(DOCUMENT PASSAGE)
begin
Gold is generally mined from the earth, most commonly as gold nuggets, but also within rocks in veins and alluvial deposits.  It an also be found as a compound with other elements but this is less common.  Although it is not very reactive it does react with some elements and compounds, and the term “acid test” arises from using nitric acid to test for gold as it can dissolve base metals and silver but not gold.

Gold is of course not only used in jewellery (although nearly 50% of all gold mined is used for jewellery), it has been used in coinage and it’s understood that today around 10% of gold is used in industry and according to the World Gold Council  nearly 175,100 tonnes of gold have been mined and this would fit into 21 cubic meters if it was all put together!  But it is known to have been used in jewellery making for around 7000 years – unbelievable!!!  It’s as popular as ever for jewellery making and 2013 saw the largest volume increase in jewellery demand for 16 years.  (There are lots of interesting facts on the gold.org website if you fancy some gold trivia).

 

DSCN0370

 

Now as you will know gold isn’t always ‘gold’.  While yellow gold remains ever popular, white gold has massively captured imaginations with ever increasing in popularity, and rose gold sets off certain skin tones and gemstones beautifully.

Yellow gold is still the most popular colour, but today gold is available in a diverse palette. The process of alloying—mixing other metals with pure 24 carat gold—gives malleable gold more durability, but can also be used to change its colour.  All gold essentially starts out as yellow gold, different colours are created by allowing the metal with white metals.  White gold is then usually plated with rhodium to create the shine and appearance we are used to.  For those not familiar with white gold (…are you out there?!) be warned that this plating WILL need renewing, the regularity of this depends upon the quality of the plating and the amount you wear the item (i.e. white gold engagement ring worn all the time will need re-plating more frequently than a rarely worn pendant.
end
(MATERIAL)
begin
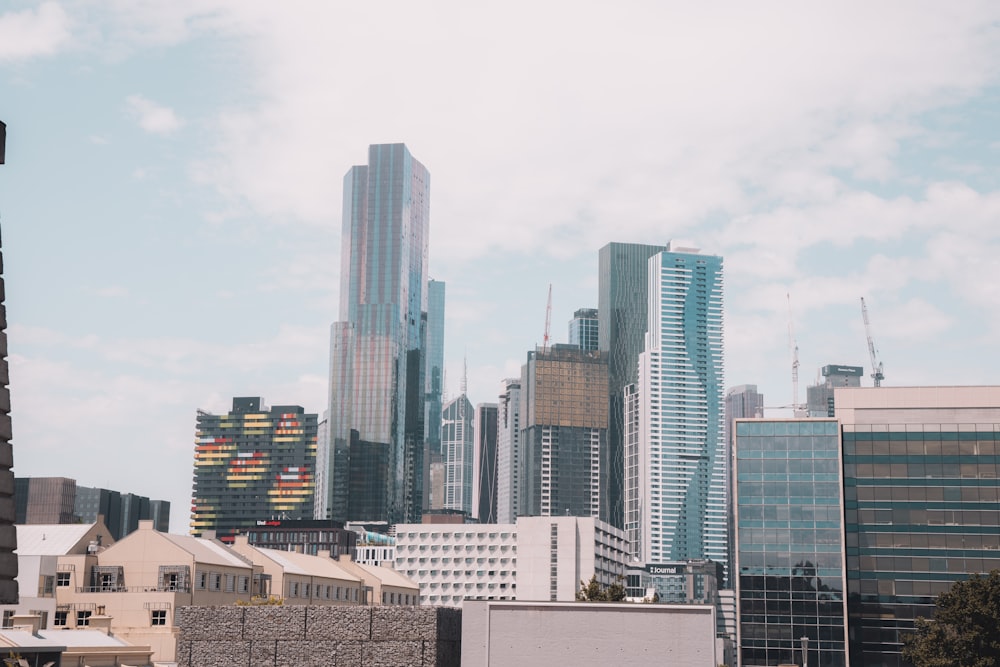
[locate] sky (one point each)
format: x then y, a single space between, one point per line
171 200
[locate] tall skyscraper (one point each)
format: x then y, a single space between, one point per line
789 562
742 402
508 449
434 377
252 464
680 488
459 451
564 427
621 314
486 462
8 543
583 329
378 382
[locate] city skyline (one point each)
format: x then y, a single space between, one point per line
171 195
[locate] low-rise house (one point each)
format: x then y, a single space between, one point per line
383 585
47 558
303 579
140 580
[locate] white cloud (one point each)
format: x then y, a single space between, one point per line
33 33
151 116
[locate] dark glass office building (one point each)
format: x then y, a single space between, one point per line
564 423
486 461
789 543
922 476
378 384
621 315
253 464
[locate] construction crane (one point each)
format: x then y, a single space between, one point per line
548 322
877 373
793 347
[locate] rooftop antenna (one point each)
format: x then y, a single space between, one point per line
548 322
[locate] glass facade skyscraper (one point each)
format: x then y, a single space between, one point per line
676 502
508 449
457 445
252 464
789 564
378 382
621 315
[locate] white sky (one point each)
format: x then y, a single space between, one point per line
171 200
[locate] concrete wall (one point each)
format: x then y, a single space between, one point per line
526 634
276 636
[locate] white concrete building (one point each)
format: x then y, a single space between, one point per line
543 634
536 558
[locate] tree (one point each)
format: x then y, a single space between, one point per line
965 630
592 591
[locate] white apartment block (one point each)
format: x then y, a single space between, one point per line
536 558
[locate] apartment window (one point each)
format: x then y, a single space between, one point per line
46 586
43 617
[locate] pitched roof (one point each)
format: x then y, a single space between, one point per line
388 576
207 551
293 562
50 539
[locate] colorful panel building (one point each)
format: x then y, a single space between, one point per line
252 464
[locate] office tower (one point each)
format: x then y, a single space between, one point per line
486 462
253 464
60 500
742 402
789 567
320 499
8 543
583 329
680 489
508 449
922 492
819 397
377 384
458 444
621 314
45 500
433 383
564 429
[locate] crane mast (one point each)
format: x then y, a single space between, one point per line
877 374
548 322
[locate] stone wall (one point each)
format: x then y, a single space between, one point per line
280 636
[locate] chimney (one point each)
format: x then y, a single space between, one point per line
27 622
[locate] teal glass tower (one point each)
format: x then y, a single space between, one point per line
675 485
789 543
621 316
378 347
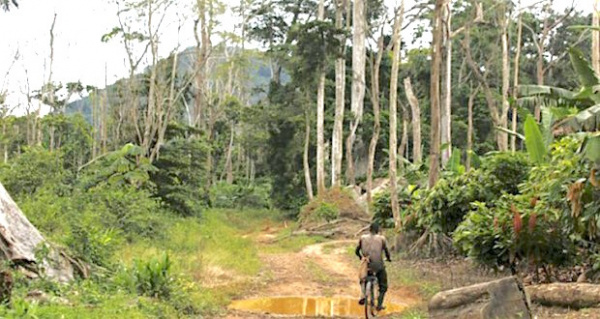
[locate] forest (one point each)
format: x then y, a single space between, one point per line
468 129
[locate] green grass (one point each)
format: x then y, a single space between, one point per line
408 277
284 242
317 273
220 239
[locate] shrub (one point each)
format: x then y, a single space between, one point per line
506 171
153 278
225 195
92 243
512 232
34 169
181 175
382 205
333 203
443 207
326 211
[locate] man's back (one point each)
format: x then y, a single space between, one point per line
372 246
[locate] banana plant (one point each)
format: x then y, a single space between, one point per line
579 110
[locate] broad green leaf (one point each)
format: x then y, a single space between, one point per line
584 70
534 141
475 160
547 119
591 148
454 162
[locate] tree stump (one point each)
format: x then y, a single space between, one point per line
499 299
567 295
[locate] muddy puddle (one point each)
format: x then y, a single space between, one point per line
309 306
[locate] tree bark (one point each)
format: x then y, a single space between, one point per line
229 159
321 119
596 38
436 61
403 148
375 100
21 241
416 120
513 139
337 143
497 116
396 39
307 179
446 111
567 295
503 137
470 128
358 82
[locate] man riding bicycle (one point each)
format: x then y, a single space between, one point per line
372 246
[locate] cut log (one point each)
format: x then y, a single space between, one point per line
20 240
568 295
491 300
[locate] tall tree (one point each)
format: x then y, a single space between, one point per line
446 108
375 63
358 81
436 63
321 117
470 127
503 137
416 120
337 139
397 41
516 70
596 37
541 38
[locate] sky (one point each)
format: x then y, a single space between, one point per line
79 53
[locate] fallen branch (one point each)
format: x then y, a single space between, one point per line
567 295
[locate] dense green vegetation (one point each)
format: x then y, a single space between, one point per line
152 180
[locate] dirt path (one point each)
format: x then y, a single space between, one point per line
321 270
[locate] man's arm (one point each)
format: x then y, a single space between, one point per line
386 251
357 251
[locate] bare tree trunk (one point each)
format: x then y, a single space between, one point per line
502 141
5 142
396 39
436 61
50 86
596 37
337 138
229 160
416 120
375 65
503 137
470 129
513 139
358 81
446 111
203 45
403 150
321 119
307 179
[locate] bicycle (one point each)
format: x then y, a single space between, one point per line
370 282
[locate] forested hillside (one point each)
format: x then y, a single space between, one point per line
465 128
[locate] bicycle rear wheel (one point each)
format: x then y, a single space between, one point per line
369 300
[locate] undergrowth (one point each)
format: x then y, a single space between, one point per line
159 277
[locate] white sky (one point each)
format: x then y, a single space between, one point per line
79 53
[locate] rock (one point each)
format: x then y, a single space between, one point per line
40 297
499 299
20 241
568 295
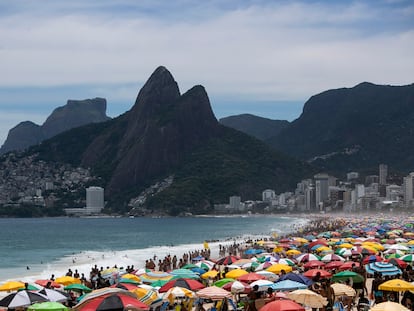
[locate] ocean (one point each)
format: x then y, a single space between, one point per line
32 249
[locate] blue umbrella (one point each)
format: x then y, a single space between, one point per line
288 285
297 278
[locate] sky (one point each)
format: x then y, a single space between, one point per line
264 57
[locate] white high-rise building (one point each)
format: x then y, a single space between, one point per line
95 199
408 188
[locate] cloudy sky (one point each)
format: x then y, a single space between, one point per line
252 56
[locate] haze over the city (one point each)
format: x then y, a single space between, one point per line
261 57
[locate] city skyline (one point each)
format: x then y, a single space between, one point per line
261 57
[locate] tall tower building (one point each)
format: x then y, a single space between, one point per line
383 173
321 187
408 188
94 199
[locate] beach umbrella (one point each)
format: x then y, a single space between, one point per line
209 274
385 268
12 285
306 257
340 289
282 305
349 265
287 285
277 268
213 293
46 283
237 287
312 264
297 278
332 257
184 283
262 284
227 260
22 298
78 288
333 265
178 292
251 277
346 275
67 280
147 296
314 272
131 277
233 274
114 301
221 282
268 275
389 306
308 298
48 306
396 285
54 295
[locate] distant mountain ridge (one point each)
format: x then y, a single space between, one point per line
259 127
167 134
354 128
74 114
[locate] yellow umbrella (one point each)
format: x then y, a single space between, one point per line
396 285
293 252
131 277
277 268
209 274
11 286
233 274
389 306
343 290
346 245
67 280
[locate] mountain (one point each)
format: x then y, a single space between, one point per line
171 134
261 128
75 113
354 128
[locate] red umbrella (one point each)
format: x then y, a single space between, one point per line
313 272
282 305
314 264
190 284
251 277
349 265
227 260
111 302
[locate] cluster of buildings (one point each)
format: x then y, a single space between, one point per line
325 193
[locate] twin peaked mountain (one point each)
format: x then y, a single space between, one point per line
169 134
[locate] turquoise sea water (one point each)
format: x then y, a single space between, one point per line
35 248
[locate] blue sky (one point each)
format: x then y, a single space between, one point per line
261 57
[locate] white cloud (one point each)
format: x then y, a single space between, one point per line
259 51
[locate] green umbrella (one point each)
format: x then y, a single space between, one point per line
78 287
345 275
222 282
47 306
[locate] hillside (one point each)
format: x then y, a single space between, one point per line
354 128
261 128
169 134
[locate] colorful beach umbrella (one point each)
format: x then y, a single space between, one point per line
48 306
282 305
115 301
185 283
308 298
end
begin
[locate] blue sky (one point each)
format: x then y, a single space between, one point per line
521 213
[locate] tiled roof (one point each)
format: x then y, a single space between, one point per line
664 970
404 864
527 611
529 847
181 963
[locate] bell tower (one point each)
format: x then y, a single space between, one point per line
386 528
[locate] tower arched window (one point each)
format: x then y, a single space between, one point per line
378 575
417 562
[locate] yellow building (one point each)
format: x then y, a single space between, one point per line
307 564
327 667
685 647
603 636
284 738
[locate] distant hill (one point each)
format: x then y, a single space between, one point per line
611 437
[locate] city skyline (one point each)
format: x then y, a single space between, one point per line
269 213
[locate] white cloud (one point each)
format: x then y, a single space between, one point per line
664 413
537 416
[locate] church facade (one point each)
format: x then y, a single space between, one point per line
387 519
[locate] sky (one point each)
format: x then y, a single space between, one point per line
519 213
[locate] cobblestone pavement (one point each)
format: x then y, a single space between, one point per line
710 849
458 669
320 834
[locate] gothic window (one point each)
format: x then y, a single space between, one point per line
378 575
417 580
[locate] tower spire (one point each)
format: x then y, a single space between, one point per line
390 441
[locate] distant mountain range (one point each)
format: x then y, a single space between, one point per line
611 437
end
(PROMPT A)
According to the passage about gold, what share of all mined gold goes into jewelry?
(PROMPT B)
Write the next part of the passage about gold, starting right after its last sentence.
The entries have nothing to do with what comes next.

(WRITTEN RESPONSE A)
Nearly 50% of all mined gold is used for jewelry.

(WRITTEN RESPONSE B)
 

Gold rings

 

The soft warm colour of rose gold is created with the use of copper, you can find out the technical composition of different golds in a variety places but you may want to start here.  There are other colours of gold created through addition of other alloys or through coatings to the surface of the gold, these are fairly rare in the UK and require a little extra care so do look at particular instructions when purchasing anything unusual and be wary of fakes!

We’ve all heard of carats and you may be familiar with the use of this as a measure for gold and gems, in gold the purity of the metal is measured in carats rather than its weight (which is measured in troy ounces).  The measure of the carat is how much pure gold is alloyed with other metals.  The purest gold is 24 carat and this means that there are no other metals mixed in with the gold, lower carats (eg 18 or 9 carats) contain less gold and a combination of other elements.  In the UK 9 carat is the minimum, and whilst this is the least valuable as it effectively contains the least gold, it does have some advantages as it is harder and therefore more durable, whilst this makes it slightly harder to work with in terms of jewellery making it does mean it can take a bit more rough and tumble.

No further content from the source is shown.